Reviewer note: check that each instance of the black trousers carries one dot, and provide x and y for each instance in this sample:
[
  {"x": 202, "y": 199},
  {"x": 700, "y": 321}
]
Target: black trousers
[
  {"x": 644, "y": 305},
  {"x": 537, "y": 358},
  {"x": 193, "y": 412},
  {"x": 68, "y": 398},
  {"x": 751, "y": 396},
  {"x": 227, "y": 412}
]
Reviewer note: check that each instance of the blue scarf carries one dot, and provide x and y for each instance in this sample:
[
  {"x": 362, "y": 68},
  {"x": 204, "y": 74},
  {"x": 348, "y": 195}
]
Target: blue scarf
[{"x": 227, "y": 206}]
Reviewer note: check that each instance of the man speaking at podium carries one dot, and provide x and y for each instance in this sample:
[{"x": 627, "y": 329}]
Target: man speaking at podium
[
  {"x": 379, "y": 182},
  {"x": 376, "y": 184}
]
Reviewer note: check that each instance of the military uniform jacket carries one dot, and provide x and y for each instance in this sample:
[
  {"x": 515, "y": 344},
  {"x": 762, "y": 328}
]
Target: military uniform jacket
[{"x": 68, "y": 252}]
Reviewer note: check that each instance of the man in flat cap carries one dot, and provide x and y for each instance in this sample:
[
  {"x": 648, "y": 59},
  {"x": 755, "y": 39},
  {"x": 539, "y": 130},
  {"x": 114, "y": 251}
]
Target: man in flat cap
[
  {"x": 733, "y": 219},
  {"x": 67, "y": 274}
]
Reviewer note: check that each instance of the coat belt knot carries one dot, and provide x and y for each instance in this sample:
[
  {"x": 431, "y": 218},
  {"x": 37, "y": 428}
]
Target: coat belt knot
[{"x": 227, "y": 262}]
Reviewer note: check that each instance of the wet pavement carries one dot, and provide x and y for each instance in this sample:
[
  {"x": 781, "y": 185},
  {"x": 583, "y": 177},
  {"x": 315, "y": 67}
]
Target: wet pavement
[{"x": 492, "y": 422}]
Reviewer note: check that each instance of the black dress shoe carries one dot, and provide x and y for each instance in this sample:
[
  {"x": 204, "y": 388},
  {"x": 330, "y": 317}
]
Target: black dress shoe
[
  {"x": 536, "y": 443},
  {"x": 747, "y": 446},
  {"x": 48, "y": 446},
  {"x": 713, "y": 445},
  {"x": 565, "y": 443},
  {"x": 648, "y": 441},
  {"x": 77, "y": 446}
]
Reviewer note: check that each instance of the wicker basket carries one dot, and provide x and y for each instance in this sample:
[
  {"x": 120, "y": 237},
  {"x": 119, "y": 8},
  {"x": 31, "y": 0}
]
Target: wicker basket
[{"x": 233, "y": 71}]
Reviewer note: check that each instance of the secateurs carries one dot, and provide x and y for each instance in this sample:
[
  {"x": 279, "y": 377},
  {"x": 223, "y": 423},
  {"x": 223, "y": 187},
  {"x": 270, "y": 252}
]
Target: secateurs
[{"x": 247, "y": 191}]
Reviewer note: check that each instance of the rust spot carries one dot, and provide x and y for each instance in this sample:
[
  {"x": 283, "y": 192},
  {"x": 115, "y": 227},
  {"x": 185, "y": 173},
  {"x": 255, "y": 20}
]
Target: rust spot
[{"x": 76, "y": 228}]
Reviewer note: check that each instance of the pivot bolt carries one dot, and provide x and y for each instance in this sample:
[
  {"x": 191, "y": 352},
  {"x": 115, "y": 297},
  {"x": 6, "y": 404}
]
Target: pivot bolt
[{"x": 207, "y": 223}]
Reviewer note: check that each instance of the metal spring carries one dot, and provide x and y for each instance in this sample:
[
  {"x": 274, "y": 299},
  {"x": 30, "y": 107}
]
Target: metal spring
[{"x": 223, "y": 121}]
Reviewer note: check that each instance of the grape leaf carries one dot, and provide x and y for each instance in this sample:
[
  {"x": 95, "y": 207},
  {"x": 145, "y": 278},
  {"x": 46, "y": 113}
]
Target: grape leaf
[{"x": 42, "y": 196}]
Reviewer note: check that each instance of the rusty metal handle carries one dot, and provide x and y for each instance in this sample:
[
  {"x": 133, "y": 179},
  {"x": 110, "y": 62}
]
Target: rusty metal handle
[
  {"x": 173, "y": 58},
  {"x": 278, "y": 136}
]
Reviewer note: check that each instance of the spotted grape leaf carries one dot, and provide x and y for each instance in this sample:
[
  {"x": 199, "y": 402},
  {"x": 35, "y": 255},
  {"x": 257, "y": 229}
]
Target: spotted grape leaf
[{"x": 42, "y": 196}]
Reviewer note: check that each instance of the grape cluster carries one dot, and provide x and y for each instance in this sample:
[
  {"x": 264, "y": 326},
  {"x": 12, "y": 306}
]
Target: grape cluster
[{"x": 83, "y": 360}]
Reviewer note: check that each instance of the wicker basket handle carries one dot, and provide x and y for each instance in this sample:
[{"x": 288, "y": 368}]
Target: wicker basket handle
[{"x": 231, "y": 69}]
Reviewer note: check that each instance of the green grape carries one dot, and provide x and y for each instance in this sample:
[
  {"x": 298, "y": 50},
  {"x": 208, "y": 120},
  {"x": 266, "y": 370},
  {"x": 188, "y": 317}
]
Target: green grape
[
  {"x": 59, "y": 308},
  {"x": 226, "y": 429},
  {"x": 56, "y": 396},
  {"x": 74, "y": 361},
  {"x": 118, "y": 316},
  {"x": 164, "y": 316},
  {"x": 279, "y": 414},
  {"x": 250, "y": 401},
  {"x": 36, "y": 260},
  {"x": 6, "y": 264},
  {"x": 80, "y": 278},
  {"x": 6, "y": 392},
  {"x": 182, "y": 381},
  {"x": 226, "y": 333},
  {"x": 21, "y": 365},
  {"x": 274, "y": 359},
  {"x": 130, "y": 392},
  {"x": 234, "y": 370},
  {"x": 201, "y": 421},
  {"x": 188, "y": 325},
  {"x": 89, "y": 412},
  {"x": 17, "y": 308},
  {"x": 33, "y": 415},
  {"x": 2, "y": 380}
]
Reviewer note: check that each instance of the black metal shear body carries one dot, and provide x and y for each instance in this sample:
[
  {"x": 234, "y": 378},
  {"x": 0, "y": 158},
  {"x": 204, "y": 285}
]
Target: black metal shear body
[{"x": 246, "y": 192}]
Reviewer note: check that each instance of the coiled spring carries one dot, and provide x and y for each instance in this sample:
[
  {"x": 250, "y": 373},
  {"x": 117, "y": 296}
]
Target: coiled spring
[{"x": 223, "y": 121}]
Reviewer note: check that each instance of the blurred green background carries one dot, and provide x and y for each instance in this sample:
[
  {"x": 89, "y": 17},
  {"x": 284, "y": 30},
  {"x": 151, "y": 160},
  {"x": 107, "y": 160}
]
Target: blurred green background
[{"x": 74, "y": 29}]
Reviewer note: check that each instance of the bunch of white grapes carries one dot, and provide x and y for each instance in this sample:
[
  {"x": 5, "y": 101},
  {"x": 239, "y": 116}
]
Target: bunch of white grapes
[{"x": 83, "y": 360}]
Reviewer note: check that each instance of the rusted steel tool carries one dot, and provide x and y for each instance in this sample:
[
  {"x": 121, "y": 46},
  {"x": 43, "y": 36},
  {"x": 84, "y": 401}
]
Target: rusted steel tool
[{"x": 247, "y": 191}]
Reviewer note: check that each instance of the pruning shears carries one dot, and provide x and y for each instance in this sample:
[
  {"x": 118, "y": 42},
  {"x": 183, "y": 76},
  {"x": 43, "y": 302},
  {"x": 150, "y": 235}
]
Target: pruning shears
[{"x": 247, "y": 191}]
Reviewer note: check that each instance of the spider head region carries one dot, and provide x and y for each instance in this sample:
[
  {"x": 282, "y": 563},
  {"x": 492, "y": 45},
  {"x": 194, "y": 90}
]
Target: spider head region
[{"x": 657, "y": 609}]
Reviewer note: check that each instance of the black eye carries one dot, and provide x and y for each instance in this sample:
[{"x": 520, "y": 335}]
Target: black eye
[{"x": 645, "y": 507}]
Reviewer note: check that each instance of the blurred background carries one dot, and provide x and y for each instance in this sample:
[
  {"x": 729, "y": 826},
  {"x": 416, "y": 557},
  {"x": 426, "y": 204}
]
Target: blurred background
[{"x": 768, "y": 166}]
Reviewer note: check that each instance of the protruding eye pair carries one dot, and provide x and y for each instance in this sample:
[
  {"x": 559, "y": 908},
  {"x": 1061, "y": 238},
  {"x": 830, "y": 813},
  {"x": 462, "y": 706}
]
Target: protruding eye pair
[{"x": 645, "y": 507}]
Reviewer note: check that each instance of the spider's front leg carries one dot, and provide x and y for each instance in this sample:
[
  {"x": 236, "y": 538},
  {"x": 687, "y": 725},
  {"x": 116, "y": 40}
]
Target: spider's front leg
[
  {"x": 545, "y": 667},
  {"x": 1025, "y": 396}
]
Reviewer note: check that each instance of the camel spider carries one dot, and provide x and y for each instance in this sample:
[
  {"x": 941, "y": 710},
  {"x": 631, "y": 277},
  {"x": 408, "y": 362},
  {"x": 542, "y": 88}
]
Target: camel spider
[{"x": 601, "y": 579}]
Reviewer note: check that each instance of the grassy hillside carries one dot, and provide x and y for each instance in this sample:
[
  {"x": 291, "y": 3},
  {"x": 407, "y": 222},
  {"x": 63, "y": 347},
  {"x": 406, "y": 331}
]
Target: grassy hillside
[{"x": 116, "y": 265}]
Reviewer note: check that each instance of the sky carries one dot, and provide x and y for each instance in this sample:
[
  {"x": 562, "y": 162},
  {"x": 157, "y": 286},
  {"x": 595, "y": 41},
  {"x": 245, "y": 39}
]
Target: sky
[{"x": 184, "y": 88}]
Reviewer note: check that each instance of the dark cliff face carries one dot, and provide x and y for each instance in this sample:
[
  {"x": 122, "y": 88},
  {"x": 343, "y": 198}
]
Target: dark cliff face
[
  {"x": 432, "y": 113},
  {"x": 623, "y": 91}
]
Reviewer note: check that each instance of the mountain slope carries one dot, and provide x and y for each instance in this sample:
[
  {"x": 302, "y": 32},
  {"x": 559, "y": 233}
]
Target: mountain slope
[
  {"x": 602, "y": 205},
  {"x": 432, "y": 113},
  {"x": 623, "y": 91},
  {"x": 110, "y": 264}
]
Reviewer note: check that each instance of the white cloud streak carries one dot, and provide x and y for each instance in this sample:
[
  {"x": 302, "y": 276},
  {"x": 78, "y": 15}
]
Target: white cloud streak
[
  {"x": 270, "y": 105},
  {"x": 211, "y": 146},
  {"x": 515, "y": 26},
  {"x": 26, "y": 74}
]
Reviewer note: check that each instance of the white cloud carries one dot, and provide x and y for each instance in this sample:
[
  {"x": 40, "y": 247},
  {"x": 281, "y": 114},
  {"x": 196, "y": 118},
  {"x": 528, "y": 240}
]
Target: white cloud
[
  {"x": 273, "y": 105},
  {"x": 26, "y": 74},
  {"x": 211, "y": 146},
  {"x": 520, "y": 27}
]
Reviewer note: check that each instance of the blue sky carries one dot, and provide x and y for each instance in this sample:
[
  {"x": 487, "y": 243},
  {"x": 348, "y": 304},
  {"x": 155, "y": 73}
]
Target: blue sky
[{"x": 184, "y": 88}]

# Brief
Repeat, without changes, every line from the one that contains "white cloud carries" through the final line of the data.

# Answer
Reviewer note: check that each instance of the white cloud carries one dot, and provide x and y for each instance in this sample:
[
  {"x": 40, "y": 247},
  {"x": 281, "y": 114},
  {"x": 196, "y": 118},
  {"x": 528, "y": 240}
]
Target: white cloud
[
  {"x": 273, "y": 105},
  {"x": 26, "y": 74},
  {"x": 211, "y": 146},
  {"x": 520, "y": 27}
]
Reviewer note: check that each instance of the blue sky carries one dot, and provide x and y for each instance in this sample:
[
  {"x": 487, "y": 243},
  {"x": 348, "y": 304},
  {"x": 155, "y": 73}
]
Target: blue sky
[{"x": 184, "y": 88}]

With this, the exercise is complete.